15 — Quando os prédios não tenham sido objeto de contrato de arrendamento no prazo de três anos previsto no número anterior, as isenções previstas nos n.ºs 6 a 8 ficam sem efeito, devendo nesse caso o sujeito passivo solicitar à AT, nos 30 dias subsequentes ao termo do referido prazo, a liquidação do respetivo imposto.
16 — Caso os prédios sejam alienados, com exceção dos casos previstos no artigo 5.º, ou caso o FIIAH seja objeto de liquidação, antes de decorrido o prazo previsto no n.º 14, deve o sujeito passivo solicitar igualmente à AT, antes da alienação do prédio ou da liquidação do FIIAH, a liquidação do imposto devido nos termos do número anterior.» (sublinhados nossos)
==*==
• **PEDIDOS**
1 > Explique, em uma a três frases, por que razão o texto sobre isenções fiscais de prédios determina que as isenções previstas nos n.ºs 6 a 8 ficam sem efeito.
2 > Transcreva fielmente o trecho da listagem que começa na linha que contém "Annotate the dark hair" e vai até ao fim da listagem, incluindo ambas as extremidades. Deixe as imagens de fora da resposta.
O texto e a listagem não têm qualquer relação entre si.
==*==
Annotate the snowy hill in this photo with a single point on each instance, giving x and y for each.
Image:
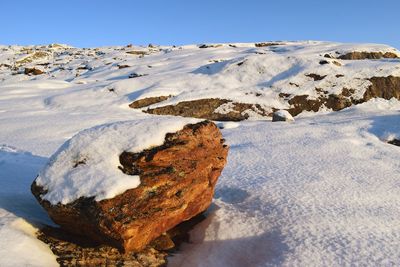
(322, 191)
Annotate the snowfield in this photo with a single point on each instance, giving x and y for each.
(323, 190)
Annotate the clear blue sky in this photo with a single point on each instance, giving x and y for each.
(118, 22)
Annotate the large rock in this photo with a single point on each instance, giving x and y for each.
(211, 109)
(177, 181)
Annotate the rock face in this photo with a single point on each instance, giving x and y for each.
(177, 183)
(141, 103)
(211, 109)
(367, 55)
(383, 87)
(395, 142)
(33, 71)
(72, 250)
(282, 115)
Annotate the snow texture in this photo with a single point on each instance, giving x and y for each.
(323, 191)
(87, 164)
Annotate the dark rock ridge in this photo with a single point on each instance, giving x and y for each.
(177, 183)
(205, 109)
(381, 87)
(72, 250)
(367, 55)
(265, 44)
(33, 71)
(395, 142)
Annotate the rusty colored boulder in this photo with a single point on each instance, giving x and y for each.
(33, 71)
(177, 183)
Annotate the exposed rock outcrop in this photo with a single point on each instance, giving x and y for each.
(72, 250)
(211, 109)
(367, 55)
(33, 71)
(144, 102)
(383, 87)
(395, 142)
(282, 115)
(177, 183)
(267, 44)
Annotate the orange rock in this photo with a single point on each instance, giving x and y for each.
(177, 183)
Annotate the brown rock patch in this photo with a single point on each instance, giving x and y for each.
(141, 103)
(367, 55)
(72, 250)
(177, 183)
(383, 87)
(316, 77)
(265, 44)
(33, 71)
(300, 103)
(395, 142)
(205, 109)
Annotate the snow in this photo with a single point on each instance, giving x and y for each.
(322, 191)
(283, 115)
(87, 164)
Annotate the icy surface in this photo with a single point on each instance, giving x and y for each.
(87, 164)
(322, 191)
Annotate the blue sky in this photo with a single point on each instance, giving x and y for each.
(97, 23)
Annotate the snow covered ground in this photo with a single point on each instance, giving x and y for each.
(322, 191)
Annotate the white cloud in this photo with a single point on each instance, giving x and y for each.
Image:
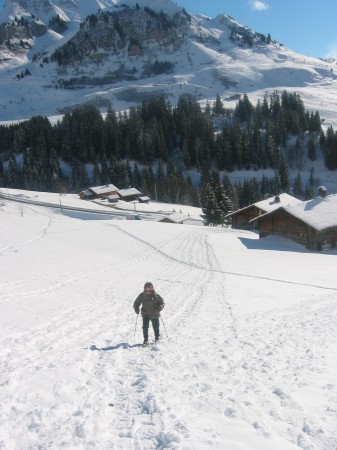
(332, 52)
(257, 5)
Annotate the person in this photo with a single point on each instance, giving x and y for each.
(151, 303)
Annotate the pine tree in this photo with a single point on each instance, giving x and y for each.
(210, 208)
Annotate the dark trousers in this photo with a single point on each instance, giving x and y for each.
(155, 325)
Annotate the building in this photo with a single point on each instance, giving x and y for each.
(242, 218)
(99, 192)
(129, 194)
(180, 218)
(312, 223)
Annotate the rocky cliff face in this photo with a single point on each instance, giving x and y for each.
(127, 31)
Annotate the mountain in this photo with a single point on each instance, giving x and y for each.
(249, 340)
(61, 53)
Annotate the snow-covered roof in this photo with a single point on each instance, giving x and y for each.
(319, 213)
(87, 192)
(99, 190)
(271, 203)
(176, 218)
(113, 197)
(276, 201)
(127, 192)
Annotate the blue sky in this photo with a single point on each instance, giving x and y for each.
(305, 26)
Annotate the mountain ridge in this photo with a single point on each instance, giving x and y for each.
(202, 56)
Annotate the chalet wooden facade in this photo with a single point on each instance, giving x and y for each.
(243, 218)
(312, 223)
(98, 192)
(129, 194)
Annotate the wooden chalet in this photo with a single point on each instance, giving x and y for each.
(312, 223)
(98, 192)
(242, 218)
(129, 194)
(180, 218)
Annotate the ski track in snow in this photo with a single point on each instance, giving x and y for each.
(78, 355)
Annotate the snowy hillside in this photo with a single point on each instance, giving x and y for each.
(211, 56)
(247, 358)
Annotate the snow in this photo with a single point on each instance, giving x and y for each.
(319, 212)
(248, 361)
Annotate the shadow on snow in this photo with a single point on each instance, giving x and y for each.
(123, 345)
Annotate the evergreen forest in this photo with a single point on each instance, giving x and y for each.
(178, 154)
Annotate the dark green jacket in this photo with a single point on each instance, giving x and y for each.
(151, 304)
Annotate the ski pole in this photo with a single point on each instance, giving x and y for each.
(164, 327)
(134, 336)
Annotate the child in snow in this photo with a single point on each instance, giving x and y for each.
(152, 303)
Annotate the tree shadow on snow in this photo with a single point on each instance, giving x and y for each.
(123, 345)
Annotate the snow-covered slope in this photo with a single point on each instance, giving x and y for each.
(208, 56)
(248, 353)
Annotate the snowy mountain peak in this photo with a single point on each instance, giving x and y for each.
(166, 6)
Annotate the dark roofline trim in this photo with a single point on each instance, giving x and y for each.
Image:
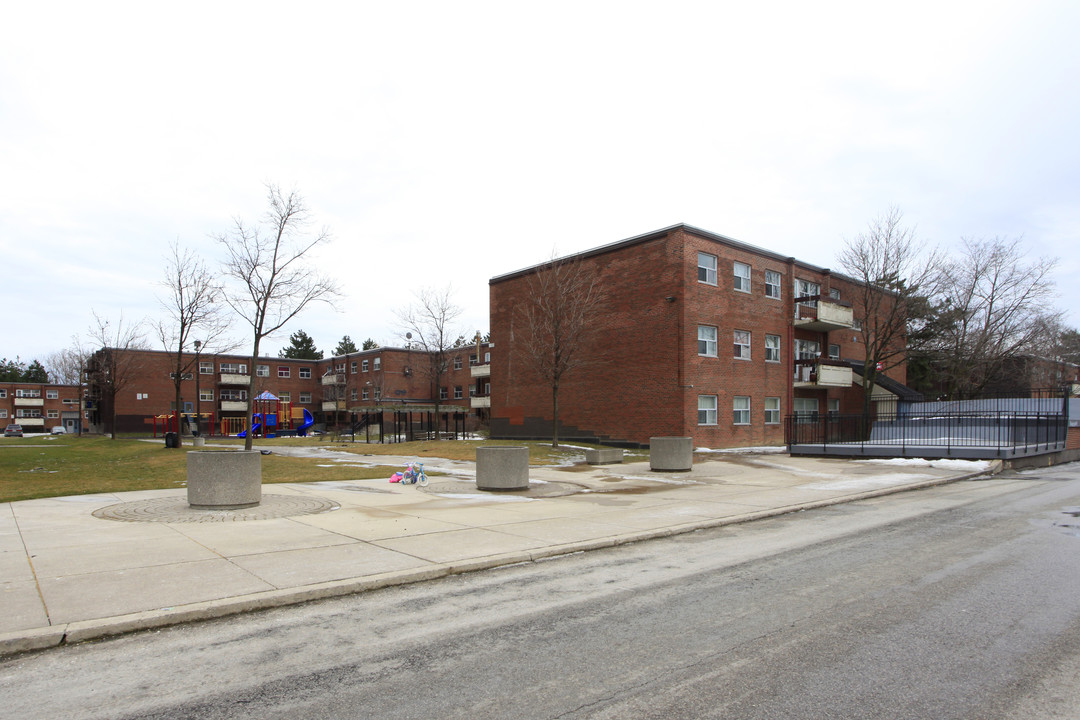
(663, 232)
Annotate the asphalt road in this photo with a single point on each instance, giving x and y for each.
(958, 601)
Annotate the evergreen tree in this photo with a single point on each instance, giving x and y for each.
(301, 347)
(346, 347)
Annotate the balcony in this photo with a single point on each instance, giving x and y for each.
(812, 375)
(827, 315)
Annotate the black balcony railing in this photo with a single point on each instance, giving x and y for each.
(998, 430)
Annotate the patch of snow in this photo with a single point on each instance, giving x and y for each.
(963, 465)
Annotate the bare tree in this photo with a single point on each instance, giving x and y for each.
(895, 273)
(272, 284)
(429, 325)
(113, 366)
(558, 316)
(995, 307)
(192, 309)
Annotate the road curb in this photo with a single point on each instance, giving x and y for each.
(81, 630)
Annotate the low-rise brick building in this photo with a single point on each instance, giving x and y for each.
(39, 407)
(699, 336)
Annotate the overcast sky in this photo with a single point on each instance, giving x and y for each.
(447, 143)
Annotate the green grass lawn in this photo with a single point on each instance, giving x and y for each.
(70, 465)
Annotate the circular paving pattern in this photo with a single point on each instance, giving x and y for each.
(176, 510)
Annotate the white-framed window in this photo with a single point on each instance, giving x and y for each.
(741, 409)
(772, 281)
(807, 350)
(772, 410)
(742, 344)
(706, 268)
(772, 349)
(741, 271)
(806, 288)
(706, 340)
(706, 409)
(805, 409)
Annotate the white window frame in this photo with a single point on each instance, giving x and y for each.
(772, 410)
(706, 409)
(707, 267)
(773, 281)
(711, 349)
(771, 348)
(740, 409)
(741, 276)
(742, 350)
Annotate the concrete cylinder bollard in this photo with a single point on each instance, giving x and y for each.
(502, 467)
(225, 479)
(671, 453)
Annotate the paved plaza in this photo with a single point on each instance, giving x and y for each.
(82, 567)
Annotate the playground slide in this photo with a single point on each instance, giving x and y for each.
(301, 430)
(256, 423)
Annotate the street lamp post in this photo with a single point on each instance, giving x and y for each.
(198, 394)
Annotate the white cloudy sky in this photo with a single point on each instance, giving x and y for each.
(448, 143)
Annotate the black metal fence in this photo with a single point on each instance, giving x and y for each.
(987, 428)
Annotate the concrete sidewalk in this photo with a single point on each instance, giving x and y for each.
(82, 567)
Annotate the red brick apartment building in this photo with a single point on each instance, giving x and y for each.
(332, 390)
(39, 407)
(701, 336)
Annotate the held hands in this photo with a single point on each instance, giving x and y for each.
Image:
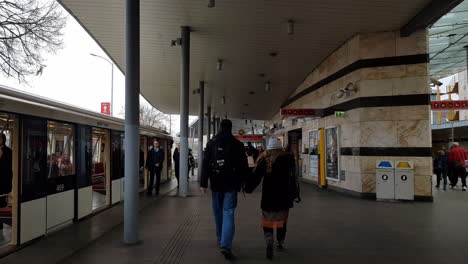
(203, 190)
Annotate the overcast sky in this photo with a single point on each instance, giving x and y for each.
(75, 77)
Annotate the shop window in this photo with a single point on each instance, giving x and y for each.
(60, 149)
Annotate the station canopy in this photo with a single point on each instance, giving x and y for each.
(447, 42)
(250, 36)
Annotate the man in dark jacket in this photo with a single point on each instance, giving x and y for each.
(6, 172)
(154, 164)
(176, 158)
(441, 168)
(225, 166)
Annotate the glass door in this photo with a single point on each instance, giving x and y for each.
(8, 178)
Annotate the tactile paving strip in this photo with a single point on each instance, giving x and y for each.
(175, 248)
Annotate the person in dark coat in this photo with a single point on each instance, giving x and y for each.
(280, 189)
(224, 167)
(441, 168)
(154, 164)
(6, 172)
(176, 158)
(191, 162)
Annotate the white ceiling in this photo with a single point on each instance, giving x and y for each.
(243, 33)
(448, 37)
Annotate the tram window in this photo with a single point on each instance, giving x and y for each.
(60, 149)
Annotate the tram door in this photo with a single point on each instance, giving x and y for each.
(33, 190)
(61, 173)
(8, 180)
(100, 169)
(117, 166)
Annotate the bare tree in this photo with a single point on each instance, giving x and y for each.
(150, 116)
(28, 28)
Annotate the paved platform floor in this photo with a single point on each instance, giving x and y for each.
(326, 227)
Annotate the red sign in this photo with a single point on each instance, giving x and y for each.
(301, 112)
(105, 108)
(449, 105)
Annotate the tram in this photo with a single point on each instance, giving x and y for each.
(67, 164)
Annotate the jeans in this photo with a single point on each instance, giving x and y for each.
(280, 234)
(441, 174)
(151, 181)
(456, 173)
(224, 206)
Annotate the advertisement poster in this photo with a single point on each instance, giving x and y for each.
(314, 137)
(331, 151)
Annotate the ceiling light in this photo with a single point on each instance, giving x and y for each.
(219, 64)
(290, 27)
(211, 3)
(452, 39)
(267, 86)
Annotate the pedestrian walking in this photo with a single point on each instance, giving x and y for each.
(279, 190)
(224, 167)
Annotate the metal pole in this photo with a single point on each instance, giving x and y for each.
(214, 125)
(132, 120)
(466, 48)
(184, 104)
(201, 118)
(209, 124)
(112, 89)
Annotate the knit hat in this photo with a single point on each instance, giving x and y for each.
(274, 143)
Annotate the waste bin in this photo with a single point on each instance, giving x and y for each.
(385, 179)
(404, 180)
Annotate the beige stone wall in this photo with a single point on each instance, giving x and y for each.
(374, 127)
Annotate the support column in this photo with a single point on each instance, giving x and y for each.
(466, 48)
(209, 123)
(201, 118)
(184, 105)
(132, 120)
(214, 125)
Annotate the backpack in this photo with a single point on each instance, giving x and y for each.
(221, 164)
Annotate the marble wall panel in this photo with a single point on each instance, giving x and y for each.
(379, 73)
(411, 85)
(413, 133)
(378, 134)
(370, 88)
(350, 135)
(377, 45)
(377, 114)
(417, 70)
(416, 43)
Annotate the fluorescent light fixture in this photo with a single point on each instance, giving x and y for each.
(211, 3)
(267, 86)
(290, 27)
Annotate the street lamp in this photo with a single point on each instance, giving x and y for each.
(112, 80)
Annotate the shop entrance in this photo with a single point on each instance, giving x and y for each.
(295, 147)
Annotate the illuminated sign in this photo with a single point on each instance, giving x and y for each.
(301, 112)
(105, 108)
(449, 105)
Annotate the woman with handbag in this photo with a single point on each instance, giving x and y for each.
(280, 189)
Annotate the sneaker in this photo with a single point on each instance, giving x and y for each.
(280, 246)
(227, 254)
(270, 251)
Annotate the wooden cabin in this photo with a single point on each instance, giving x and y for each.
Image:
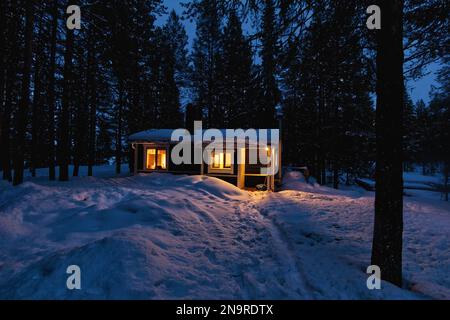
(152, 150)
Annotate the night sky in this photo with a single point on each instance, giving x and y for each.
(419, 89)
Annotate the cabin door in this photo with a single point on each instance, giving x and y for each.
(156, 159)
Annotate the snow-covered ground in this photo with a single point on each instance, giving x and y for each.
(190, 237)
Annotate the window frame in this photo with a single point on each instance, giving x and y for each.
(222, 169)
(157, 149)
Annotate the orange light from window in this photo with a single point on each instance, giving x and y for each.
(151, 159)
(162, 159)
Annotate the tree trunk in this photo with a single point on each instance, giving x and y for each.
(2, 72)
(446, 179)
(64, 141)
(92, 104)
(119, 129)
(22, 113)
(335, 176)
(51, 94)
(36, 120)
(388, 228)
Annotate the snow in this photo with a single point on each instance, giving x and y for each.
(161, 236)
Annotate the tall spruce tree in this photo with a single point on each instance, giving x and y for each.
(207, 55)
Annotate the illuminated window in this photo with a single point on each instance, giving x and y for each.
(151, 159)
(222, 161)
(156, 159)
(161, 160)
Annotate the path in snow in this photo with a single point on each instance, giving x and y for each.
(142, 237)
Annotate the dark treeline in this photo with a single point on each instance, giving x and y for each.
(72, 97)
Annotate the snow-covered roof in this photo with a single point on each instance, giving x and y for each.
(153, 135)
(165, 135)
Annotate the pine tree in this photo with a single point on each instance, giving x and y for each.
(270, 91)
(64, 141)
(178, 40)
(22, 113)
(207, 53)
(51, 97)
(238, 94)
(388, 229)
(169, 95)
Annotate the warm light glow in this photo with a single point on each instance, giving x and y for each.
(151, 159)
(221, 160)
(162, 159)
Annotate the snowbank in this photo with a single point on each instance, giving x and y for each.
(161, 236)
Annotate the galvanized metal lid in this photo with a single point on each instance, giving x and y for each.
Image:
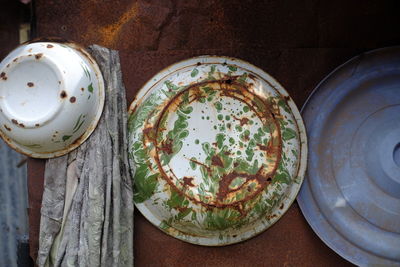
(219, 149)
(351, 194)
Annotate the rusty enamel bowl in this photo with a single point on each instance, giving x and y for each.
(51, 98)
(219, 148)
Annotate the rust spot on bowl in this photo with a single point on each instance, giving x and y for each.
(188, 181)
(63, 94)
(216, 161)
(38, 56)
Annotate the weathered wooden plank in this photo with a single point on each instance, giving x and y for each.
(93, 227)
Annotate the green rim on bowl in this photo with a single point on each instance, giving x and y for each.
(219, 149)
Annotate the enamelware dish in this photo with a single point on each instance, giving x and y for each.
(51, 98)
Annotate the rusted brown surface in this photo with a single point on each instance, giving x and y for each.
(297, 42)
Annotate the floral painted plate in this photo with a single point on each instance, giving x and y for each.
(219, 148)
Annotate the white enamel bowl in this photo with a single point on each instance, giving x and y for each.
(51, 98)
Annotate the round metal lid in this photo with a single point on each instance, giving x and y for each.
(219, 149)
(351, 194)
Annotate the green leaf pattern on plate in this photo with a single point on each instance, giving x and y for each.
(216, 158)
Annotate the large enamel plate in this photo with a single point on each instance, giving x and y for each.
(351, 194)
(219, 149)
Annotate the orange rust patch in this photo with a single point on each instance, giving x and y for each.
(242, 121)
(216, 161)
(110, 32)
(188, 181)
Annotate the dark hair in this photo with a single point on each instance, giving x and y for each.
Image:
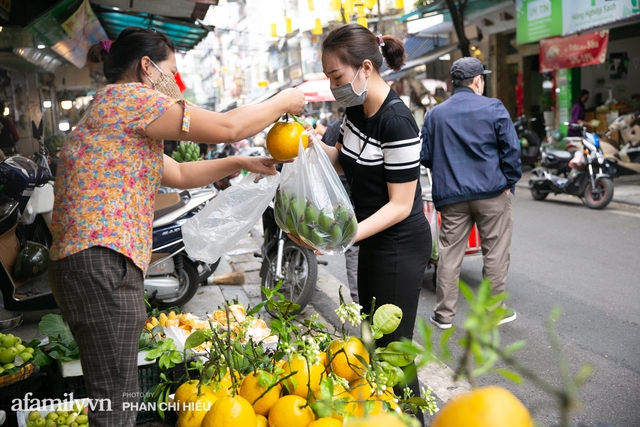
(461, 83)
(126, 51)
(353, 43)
==*==
• **RESPOSTAS COMPLETAS**
1 > As isenções previstas nos n.ºs 6 a 8 ficam sem efeito porque os prédios não foram objeto de contrato de arrendamento no prazo de três anos previsto no número anterior. Nesse caso, o sujeito passivo deve solicitar à AT a liquidação do respetivo imposto nos 30 dias subsequentes ao termo desse prazo.

2 >
Annotate the dark hair in this photo with a single point on each instance, giving x and y for each.
Image:
(461, 83)
(126, 51)
(353, 43)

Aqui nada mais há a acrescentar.